Please reproduce the full listing below word for word, keeping every line in its original order.
─── SUPPLIED DATA ───
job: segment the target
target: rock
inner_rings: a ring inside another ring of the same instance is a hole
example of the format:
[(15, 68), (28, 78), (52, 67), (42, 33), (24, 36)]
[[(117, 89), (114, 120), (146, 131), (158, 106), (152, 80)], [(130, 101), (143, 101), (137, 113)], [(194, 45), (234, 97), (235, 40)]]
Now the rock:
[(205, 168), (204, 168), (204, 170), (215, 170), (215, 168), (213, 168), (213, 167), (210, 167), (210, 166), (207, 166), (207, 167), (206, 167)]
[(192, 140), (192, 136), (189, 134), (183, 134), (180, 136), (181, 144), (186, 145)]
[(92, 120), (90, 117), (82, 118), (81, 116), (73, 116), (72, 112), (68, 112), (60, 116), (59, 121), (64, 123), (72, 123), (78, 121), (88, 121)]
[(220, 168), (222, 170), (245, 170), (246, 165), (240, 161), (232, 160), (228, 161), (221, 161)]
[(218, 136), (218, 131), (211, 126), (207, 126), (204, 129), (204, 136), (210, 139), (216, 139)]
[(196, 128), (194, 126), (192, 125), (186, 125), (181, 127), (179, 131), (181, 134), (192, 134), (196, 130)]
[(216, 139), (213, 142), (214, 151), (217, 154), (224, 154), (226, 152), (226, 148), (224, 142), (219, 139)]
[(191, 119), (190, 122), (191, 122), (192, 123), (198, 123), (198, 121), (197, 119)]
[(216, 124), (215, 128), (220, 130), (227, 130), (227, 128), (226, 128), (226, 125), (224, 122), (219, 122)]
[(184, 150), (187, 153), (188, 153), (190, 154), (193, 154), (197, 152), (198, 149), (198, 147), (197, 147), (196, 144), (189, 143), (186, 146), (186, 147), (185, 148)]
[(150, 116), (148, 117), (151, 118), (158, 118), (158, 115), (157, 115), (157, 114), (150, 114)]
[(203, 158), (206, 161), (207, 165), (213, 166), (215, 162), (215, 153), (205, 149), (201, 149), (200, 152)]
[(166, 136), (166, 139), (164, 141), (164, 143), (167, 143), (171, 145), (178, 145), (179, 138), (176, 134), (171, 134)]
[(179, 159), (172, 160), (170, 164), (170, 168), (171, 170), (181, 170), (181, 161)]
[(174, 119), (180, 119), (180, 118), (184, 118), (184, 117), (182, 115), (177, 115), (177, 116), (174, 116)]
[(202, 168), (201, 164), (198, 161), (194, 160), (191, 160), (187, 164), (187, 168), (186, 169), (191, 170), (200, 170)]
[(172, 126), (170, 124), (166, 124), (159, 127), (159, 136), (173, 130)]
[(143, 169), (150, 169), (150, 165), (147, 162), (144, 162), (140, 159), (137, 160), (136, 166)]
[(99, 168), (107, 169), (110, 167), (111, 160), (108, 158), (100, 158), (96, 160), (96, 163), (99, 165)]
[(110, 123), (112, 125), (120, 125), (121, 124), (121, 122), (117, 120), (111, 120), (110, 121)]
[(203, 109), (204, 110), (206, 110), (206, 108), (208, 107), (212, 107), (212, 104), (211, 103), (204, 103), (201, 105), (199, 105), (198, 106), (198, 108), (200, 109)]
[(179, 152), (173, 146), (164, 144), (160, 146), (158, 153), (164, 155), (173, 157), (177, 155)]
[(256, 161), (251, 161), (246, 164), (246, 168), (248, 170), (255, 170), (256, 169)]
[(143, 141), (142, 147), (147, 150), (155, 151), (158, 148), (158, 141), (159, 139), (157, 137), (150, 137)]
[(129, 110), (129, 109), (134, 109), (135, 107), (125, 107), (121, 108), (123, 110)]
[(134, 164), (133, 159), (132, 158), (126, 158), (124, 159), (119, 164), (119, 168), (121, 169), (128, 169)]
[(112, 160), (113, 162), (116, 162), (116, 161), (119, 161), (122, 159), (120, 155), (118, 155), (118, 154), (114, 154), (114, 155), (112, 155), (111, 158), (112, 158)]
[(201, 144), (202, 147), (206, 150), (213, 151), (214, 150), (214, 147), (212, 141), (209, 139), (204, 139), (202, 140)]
───
▶ **THE OUTPUT**
job: segment the target
target: rock
inner_rings: a ring inside another ring of the same instance is a hole
example of the format:
[(15, 68), (28, 78), (52, 67), (42, 33), (24, 36)]
[[(117, 89), (114, 120), (146, 131), (158, 106), (152, 80)], [(130, 101), (143, 101), (137, 113)], [(194, 45), (234, 97), (235, 40)]]
Now the rock:
[(205, 168), (204, 168), (204, 170), (215, 170), (215, 168), (213, 168), (213, 167), (210, 167), (210, 166), (207, 166), (207, 167), (206, 167)]
[(192, 140), (192, 136), (189, 134), (183, 134), (180, 136), (181, 144), (186, 145)]
[(92, 120), (90, 117), (82, 118), (81, 116), (73, 116), (72, 112), (68, 112), (60, 116), (59, 121), (64, 123), (72, 123), (78, 121), (88, 121)]
[(220, 168), (222, 170), (245, 170), (246, 165), (240, 161), (232, 160), (228, 161), (221, 161)]
[(218, 136), (218, 131), (211, 126), (207, 126), (204, 129), (204, 136), (210, 139), (216, 139)]
[(196, 128), (194, 126), (192, 125), (186, 125), (181, 127), (179, 131), (181, 134), (192, 134), (196, 130)]
[(216, 139), (213, 142), (214, 151), (217, 154), (224, 154), (226, 152), (226, 148), (224, 142), (219, 139)]
[(191, 119), (190, 122), (191, 122), (192, 123), (198, 123), (198, 121), (197, 119)]
[(216, 124), (215, 128), (220, 130), (227, 130), (227, 128), (226, 128), (226, 125), (224, 122), (219, 122)]
[(184, 150), (187, 153), (188, 153), (190, 154), (193, 154), (197, 152), (198, 149), (198, 147), (197, 147), (196, 144), (189, 143), (186, 146), (186, 147), (185, 148)]
[(150, 116), (148, 117), (151, 118), (158, 118), (158, 115), (157, 115), (157, 114), (150, 114)]
[(203, 158), (206, 161), (207, 165), (213, 166), (215, 162), (215, 153), (205, 149), (201, 149), (200, 152)]
[(166, 136), (166, 139), (164, 141), (164, 143), (167, 143), (171, 145), (178, 145), (179, 138), (176, 134), (171, 134)]
[(179, 159), (172, 160), (170, 164), (170, 168), (171, 170), (181, 170), (181, 161)]
[(174, 119), (180, 119), (180, 118), (184, 118), (184, 117), (182, 115), (177, 115), (177, 116), (174, 116)]
[(202, 168), (201, 164), (198, 161), (194, 160), (191, 160), (187, 164), (187, 168), (186, 169), (191, 170), (200, 170)]
[(172, 126), (170, 124), (166, 124), (159, 127), (159, 136), (173, 130)]
[(143, 169), (150, 169), (150, 165), (147, 162), (144, 162), (140, 159), (137, 160), (136, 166)]
[(99, 168), (107, 169), (110, 167), (111, 160), (108, 158), (100, 158), (96, 160), (96, 163), (99, 165)]
[(110, 123), (112, 125), (120, 125), (121, 124), (121, 122), (117, 120), (111, 120), (110, 121)]
[(203, 109), (204, 110), (206, 110), (206, 108), (208, 107), (212, 107), (212, 104), (211, 103), (204, 103), (201, 105), (199, 105), (198, 106), (198, 108), (200, 109)]
[(179, 152), (173, 146), (164, 144), (160, 146), (158, 153), (164, 155), (173, 157), (177, 155)]
[(256, 161), (251, 161), (246, 164), (246, 168), (248, 170), (255, 170), (256, 169)]
[(143, 141), (142, 147), (147, 150), (155, 151), (158, 148), (158, 141), (159, 139), (157, 137), (150, 137)]
[(129, 110), (129, 109), (134, 109), (135, 107), (125, 107), (121, 108), (123, 110)]
[(134, 164), (133, 159), (132, 158), (126, 158), (124, 159), (119, 164), (119, 168), (121, 169), (128, 169)]
[(112, 160), (113, 162), (116, 162), (116, 161), (119, 161), (122, 159), (120, 155), (118, 155), (118, 154), (114, 154), (114, 155), (112, 155), (111, 158), (112, 158)]
[(201, 144), (202, 147), (206, 150), (213, 151), (214, 150), (214, 147), (212, 141), (209, 139), (204, 139), (202, 140)]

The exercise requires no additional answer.